Exercise prompt: Report every line from the material that contains the word "below".

Input:

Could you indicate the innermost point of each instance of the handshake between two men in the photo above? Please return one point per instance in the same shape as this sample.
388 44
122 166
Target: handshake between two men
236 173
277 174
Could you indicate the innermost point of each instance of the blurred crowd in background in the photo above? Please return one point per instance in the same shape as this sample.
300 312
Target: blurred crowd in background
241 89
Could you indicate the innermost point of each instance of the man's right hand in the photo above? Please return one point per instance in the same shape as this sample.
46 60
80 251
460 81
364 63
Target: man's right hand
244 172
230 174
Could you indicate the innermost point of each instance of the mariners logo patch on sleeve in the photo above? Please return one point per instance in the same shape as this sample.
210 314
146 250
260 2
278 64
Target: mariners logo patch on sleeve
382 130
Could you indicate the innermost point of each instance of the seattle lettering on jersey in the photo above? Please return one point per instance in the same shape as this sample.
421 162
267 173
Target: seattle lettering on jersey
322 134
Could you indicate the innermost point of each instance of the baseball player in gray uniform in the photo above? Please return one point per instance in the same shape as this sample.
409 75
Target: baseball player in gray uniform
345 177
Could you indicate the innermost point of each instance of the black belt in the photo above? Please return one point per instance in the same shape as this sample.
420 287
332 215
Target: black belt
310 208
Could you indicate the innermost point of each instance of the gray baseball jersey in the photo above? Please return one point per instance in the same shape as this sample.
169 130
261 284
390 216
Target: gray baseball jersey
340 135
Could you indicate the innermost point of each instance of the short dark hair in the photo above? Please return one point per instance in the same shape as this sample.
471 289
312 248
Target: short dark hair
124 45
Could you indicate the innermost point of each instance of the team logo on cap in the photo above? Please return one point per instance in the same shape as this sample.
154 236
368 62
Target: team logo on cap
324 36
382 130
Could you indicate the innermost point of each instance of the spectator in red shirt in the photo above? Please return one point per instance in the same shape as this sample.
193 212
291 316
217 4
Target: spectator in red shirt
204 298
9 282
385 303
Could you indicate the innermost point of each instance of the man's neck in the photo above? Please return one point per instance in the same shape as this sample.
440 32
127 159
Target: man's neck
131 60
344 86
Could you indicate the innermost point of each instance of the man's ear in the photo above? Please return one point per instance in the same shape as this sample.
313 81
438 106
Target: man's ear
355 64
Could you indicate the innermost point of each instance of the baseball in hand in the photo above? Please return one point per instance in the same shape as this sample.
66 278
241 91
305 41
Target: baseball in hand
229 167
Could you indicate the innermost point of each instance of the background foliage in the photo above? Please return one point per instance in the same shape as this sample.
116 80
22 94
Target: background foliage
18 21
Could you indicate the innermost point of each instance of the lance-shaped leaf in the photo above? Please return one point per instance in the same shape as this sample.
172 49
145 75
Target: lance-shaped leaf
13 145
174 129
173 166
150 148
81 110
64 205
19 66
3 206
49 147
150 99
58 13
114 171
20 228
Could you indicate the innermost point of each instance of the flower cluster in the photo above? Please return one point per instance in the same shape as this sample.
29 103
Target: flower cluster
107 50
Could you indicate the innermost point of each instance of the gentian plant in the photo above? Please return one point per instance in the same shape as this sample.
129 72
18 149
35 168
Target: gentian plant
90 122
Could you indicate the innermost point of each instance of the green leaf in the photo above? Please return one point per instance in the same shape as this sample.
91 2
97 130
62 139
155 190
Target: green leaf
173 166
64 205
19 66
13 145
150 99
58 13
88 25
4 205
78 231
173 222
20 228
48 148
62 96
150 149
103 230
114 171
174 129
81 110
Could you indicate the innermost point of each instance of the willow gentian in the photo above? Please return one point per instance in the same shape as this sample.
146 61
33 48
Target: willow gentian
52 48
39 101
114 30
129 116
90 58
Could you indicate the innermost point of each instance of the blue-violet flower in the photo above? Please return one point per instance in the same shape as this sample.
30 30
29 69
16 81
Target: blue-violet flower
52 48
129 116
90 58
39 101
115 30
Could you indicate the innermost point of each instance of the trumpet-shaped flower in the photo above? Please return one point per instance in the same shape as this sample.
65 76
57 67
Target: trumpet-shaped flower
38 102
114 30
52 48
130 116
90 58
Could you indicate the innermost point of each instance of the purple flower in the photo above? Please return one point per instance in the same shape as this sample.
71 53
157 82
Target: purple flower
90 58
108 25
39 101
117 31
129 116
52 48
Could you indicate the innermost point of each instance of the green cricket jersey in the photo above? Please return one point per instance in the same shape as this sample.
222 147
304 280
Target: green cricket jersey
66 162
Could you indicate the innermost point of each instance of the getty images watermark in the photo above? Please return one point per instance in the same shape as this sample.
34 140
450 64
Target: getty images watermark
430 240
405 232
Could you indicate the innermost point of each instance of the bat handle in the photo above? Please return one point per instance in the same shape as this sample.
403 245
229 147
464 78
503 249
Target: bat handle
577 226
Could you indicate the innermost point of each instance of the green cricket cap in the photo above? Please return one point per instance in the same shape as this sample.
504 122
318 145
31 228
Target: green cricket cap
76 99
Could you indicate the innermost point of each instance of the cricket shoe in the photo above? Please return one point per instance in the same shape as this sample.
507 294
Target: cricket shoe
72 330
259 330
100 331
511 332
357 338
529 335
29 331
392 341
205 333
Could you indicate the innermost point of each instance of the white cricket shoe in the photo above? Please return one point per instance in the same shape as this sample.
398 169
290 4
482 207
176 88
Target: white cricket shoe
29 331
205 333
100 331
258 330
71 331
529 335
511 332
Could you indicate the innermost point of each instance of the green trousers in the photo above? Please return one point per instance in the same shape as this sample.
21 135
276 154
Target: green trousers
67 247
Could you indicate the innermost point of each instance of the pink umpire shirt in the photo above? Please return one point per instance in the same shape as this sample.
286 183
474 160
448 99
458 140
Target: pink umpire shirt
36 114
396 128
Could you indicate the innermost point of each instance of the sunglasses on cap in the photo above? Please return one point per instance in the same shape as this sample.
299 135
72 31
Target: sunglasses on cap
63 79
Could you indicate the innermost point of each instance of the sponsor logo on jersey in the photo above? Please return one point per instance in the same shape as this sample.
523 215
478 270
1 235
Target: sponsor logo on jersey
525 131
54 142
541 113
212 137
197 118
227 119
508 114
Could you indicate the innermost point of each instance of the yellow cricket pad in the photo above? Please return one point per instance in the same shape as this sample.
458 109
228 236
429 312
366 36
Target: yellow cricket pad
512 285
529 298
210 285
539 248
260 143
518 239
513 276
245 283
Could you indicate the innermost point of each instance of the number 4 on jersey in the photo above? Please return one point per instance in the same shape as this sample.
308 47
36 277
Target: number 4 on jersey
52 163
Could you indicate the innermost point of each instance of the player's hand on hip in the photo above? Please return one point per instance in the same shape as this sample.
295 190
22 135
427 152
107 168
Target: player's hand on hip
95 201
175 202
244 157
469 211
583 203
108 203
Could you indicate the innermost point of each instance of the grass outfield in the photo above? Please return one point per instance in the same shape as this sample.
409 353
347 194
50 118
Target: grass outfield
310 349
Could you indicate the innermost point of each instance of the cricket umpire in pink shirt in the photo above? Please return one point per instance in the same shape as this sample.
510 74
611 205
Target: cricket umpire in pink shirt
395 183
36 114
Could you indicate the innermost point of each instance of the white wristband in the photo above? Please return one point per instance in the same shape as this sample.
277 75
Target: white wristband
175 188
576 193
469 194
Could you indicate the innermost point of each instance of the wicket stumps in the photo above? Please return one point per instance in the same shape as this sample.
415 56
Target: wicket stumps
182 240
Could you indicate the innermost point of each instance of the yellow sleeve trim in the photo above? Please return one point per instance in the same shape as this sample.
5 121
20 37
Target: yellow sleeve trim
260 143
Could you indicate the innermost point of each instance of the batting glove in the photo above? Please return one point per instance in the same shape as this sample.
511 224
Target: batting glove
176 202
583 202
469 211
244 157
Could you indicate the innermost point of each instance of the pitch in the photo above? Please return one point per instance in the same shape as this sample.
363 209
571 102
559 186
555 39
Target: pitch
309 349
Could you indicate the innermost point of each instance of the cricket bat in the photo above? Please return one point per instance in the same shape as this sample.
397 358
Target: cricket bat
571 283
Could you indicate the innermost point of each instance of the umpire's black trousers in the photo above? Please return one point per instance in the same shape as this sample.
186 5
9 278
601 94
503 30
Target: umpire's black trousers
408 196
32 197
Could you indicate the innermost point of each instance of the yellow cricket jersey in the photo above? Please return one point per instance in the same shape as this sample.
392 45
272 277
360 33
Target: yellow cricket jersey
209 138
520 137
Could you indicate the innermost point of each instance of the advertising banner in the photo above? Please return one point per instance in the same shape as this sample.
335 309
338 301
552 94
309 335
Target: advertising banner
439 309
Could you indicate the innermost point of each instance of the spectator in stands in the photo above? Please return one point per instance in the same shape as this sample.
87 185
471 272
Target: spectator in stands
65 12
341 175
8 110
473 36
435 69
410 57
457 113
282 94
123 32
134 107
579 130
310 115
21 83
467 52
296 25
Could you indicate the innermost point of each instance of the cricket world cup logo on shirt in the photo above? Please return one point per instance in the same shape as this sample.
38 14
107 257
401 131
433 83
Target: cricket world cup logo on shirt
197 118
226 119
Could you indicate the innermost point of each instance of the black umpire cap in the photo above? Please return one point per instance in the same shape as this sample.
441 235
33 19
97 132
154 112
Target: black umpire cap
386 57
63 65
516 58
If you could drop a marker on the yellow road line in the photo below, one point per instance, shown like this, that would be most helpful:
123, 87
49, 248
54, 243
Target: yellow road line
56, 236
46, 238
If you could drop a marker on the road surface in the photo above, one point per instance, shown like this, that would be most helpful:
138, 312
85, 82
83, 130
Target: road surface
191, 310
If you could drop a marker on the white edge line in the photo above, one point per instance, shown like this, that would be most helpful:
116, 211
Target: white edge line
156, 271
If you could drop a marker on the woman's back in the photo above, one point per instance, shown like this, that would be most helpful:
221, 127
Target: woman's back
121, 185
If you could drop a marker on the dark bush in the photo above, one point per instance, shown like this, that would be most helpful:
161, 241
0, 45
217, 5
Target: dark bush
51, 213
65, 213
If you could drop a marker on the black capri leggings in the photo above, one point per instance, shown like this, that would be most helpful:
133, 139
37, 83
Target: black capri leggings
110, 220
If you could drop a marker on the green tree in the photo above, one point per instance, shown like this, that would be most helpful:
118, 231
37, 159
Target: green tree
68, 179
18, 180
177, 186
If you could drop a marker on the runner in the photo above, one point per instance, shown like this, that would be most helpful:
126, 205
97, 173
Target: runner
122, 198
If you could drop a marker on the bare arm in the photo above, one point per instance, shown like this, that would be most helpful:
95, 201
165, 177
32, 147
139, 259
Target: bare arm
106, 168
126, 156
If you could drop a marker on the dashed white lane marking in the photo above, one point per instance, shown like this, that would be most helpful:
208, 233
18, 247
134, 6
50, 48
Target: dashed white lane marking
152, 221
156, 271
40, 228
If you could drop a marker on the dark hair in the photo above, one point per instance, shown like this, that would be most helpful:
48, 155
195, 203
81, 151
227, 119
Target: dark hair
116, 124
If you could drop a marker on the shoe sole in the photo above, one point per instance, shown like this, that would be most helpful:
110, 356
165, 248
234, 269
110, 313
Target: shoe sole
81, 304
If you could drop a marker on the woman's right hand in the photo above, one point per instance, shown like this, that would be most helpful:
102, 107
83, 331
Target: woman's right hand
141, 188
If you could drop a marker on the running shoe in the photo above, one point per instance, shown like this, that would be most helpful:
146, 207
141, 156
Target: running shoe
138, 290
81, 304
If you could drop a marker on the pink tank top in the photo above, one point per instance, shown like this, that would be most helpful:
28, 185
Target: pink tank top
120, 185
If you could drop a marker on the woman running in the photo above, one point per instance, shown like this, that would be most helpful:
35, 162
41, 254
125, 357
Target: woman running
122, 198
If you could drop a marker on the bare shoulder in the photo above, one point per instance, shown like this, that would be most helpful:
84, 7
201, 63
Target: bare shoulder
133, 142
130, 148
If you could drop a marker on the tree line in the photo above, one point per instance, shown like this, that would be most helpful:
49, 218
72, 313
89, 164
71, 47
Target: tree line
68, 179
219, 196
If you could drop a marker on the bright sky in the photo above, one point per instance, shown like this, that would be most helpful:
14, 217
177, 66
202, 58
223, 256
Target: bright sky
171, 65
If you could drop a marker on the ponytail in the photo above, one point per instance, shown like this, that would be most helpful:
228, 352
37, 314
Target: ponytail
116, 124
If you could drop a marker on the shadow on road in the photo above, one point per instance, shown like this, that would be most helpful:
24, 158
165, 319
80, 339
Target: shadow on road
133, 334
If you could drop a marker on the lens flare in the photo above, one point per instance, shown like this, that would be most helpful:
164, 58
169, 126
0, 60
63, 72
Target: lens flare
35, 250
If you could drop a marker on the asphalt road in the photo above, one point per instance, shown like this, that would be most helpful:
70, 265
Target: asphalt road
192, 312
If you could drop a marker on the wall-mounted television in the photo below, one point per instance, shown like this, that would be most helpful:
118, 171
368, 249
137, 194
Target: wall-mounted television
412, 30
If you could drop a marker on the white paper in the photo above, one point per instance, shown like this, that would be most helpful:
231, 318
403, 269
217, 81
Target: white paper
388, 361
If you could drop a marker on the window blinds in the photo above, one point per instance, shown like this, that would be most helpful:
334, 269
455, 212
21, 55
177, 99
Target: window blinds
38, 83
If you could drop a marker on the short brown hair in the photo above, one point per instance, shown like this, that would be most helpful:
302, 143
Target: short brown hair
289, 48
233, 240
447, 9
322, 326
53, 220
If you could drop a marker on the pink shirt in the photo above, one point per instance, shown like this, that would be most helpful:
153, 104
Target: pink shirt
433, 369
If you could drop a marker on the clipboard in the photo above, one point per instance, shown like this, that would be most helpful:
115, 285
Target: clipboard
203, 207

Solution for this task:
If you could drop a marker on the yellow road line in the photo below, one point per instance, shown like this, that would be most helpful:
If you could drop a marker on the wall-mounted television in the photo below, one point per instance, shown like this, that would be most helpful:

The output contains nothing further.